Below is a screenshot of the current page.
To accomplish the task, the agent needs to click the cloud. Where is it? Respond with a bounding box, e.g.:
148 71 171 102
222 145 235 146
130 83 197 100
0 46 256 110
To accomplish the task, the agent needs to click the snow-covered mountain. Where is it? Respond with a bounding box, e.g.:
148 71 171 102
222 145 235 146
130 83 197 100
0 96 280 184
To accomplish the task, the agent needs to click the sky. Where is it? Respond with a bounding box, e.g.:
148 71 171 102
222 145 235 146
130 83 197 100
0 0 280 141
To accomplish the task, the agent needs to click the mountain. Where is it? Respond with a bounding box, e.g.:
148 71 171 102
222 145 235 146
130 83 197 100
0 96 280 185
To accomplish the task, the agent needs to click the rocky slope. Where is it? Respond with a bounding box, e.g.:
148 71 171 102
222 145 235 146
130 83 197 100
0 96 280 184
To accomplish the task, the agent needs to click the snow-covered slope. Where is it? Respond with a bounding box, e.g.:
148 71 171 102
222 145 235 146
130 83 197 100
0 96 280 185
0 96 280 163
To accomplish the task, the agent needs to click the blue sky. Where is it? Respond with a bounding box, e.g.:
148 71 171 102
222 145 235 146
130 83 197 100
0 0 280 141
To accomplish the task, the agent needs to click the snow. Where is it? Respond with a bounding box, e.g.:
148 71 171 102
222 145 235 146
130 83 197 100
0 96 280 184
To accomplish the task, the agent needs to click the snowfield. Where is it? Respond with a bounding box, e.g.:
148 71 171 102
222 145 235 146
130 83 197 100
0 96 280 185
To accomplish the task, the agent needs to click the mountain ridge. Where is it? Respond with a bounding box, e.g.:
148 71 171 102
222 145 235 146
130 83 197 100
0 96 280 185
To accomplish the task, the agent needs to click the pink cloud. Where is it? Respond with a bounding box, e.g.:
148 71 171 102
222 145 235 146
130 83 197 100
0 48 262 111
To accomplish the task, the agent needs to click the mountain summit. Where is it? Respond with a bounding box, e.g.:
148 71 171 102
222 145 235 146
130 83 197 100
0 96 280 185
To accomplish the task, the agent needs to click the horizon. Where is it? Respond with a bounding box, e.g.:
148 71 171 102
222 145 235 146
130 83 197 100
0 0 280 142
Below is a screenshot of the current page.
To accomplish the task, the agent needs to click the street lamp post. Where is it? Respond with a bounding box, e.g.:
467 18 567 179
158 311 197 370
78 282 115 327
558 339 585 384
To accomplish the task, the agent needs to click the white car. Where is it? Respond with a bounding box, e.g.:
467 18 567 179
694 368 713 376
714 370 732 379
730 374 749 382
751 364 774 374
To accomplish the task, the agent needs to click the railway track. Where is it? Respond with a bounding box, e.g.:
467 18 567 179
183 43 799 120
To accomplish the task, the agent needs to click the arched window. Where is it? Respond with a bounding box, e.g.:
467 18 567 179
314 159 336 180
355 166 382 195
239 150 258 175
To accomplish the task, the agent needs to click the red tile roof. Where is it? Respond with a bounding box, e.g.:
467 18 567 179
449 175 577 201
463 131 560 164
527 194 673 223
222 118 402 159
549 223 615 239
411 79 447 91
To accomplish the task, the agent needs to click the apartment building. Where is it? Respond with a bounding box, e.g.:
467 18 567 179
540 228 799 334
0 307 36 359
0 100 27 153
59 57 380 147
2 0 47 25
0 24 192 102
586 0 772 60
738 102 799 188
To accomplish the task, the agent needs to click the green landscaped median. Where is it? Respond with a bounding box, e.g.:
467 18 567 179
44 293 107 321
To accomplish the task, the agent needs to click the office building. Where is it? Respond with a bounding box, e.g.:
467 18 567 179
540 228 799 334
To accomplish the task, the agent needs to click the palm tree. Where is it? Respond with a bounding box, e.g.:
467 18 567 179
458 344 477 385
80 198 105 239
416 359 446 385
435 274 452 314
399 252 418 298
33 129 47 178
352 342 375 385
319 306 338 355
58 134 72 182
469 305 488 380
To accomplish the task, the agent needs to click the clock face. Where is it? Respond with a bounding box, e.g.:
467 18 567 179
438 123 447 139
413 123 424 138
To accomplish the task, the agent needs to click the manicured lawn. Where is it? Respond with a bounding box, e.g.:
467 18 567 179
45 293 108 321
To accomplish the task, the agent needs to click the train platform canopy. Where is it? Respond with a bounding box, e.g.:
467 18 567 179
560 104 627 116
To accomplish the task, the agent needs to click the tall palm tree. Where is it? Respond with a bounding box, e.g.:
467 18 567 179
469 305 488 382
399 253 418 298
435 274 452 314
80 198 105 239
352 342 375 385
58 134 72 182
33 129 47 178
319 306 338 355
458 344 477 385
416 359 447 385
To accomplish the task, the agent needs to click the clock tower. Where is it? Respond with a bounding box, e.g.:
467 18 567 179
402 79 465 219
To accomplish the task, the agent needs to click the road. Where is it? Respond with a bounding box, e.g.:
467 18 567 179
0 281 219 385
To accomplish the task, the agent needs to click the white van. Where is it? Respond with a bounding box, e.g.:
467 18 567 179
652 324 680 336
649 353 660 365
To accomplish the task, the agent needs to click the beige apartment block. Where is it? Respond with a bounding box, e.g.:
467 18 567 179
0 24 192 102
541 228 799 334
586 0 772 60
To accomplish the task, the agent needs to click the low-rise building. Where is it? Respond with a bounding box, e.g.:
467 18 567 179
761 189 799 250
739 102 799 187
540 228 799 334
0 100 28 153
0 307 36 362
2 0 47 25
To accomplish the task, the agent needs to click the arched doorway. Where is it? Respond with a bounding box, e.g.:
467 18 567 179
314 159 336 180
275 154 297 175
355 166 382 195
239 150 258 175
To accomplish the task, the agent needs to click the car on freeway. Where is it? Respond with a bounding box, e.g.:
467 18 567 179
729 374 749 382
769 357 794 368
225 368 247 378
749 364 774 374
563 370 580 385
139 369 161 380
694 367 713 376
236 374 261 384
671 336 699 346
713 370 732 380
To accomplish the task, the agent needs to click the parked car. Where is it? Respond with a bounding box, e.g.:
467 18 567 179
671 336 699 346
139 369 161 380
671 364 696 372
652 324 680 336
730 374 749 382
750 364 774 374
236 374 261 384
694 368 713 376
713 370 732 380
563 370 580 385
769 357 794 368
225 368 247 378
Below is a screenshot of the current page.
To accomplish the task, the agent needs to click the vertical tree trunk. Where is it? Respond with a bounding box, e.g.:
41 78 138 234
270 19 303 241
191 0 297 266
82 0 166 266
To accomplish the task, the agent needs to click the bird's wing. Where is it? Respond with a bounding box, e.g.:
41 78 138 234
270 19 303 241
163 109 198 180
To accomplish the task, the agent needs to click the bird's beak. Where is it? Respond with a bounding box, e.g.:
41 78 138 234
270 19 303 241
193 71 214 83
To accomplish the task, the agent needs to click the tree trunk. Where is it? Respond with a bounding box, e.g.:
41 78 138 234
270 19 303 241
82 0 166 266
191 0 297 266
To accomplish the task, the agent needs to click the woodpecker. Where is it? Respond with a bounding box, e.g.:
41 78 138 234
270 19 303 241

• _Requirements_:
Copy out all of the material above word for word, line by line, with nothing changed.

• _The result_:
Below is a screenshot of the current page.
To accomplish the task, the agent needs to click the cloud. Where is it? Respond with a bounding box, e.g.:
148 71 171 102
222 145 235 146
130 83 197 100
0 46 256 110
To accomplish the task, the agent needs to click the snow-covered mountain. Where is it? Respond with a bounding box, e.g.:
148 71 171 102
222 145 235 146
130 83 197 100
0 96 280 184
To accomplish the task, the agent needs to click the sky. Where is it? Respond with a bounding box, e.g.:
148 71 171 102
222 145 235 146
130 83 197 100
0 0 280 141
To accomplish the task, the agent needs to click the mountain. Where is it? Respond with a bounding box, e.g.:
148 71 171 102
222 145 235 146
130 83 197 100
0 96 280 185
To accomplish the task, the agent needs to click the rocky slope. Where is it? Respond with a bounding box, e.g.:
148 71 171 102
222 145 235 146
130 83 197 100
0 96 280 184
To accomplish the task, the agent needs to click the snow-covered slope. Where is it? Respond with a bounding box, e.g.:
148 71 171 102
222 145 235 146
130 83 197 100
0 96 280 185
0 96 280 163
To accomplish the task, the agent needs to click the blue sky. Where is it? Respond with a bounding box, e.g.:
148 71 171 102
222 145 235 146
130 83 197 100
0 0 280 141
To accomplish the task, the agent needs to click the snow. Where is it? Respond with a bounding box, e.g.:
148 71 171 102
222 145 235 146
130 83 197 100
0 96 280 184
To accomplish the task, the agent needs to click the snowfield. Where is it? Respond with a bounding box, e.g.:
148 71 171 102
222 145 235 146
130 83 197 100
0 96 280 185
To accomplish the task, the agent needs to click the mountain ridge. Where is it? Respond with a bounding box, e.g.:
148 71 171 102
222 145 235 146
130 83 197 100
0 96 280 185
To accomplish the task, the agent needs to click the pink cloud. Where is it? Respond with a bounding box, e.g.:
148 71 171 102
222 145 235 146
130 83 197 100
0 48 262 111
To accomplish the task, the agent needs to click the mountain summit. Where is it? Respond with a bounding box, e.g.:
148 71 171 102
222 145 235 146
130 83 197 100
0 96 280 185
To accomplish the task, the agent needs to click the horizon. Where is it? Respond with a bounding box, e.g.:
148 71 171 102
222 145 235 146
130 83 197 100
0 0 280 142
Below is a screenshot of the current page.
To accomplish the task, the agent needs to click the street lamp post. Where is it? Respond with a bounding box, e.g.:
467 18 567 179
158 311 197 370
78 282 115 327
558 339 585 384
To accomplish the task, the agent needs to click the white car. Where is it? Respond with a bounding box, e.g.:
467 18 567 179
694 368 713 376
714 370 732 379
730 374 749 382
751 364 774 374
To accomplish the task, the agent needs to click the railway track. Where is it? Respond with a bounding box, e.g.:
467 18 567 179
183 43 799 120
To accomplish the task, the agent needs to click the arched window. Where is it? Respond with a bounding box, e.g.:
467 18 567 179
314 159 336 180
355 166 382 195
239 150 258 175
To accomplish the task, the agent needs to click the red tile roof. Where is it? Respond with a bounding box, e.g.:
467 18 567 179
449 175 577 201
463 131 560 164
527 194 673 223
222 118 402 159
549 223 615 239
411 79 447 91
To accomplish the task, the agent needs to click the apartment building. Where is it? Respond with a bounding box, e.g.:
467 18 567 179
540 228 799 334
0 307 36 359
0 100 27 153
59 57 380 147
2 0 47 25
0 24 192 102
586 0 772 60
738 102 799 188
To accomplish the task, the agent needs to click the green landscaped median. Where is it? Respond with a bounding box, e.g.:
467 18 567 179
44 293 107 321
To accomplish the task, the agent needs to click the office building. Where is it? Respond with a bounding box, e.g.:
467 18 567 179
540 228 799 334
To accomplish the task, the agent needs to click the palm tree. Where is it? Respond with a bounding box, e.g.:
467 18 567 179
458 344 477 385
80 198 105 239
416 359 446 385
435 274 452 314
399 252 418 298
33 129 47 178
352 342 375 385
319 306 338 355
58 134 72 182
469 305 488 380
To accomplish the task, the agent needs to click the clock face. Where is it? Respond with a bounding box, e.g.:
467 18 567 179
438 123 447 139
413 123 424 138
To accomplish the task, the agent needs to click the manicured lawn. Where is it? Respond with a bounding box, e.g.:
467 18 567 179
45 293 108 321
To accomplish the task, the agent needs to click the train platform canopy. Where is it? Respond with a bounding box, e.g.:
467 18 567 179
560 104 627 116
To accomplish the task, the agent needs to click the tall palm tree. Where is it? Respond with a bounding box, e.g.:
467 18 567 179
469 305 488 382
399 253 418 298
435 274 452 314
80 198 105 239
352 342 375 385
58 134 72 182
33 129 47 178
319 306 338 355
458 344 477 385
416 359 447 385
To accomplish the task, the agent needs to click the clock tower. Where is it? Respond with a bounding box, e.g.:
467 18 567 179
402 79 465 219
To accomplish the task, the agent needs to click the road. Where is it? Respond with a bounding box, e.g.:
467 18 567 179
0 281 219 385
To accomplish the task, the agent needs to click the white van. Where is it? Respond with a bounding box, e.g.:
467 18 567 179
652 324 680 336
649 353 660 365
To accomplish the task, the agent needs to click the beige apartment block. Where is it? Respond with a bounding box, e.g.:
467 18 567 179
0 24 192 102
541 228 799 334
586 0 772 60
To accomplish the task, the agent needs to click the low-rise building. Where is it? Respond with a bounding box, e.g.:
467 18 567 179
761 189 799 250
739 102 799 187
540 228 799 334
0 100 28 153
0 307 36 362
2 0 47 25
To accomplish the task, the agent needs to click the arched doorway. Where is it? Respond with a bounding box, e.g.:
467 18 567 179
314 159 336 180
275 154 297 175
355 166 382 195
239 150 258 175
To accomplish the task, the agent needs to click the car on freeway. Where is it? Respond with a bounding box, e.g.:
467 18 567 179
729 374 749 382
769 357 794 368
225 368 247 378
749 364 774 374
563 370 580 385
139 369 161 380
694 367 713 376
236 374 261 384
671 336 699 346
713 370 732 380
To accomplish the task, the agent needs to click the parked car. Where is it? Respond with a bounding box, e.g.:
467 18 567 179
671 336 699 346
139 369 161 380
671 364 696 372
652 324 680 336
730 374 749 382
750 364 774 374
236 374 261 384
694 368 713 376
713 370 732 380
563 370 580 385
769 357 794 368
225 368 247 378
Below is a screenshot of the current page.
To accomplish the task, the agent needs to click the vertical tree trunk. Where is it? Respond with a bounding box, e.g.:
41 78 138 234
270 19 303 241
191 0 297 266
82 0 166 266
To accomplish the task, the agent needs to click the bird's wing. Where is it? Respond with a bounding box, e.g.:
41 78 138 234
270 19 303 241
163 109 198 180
To accomplish the task, the agent needs to click the bird's beak. Where is it? Respond with a bounding box, e.g.:
41 78 138 234
270 19 303 241
193 71 214 83
To accomplish the task, the agent needs to click the tree trunk. Where is it? Respond with a bounding box, e.g.:
41 78 138 234
270 19 303 241
82 0 166 266
191 0 297 266
To accomplish the task, the agent needs to click the woodpecker. Where is it? Respond with a bounding box, e.g.:
41 78 138 234
270 19 303 241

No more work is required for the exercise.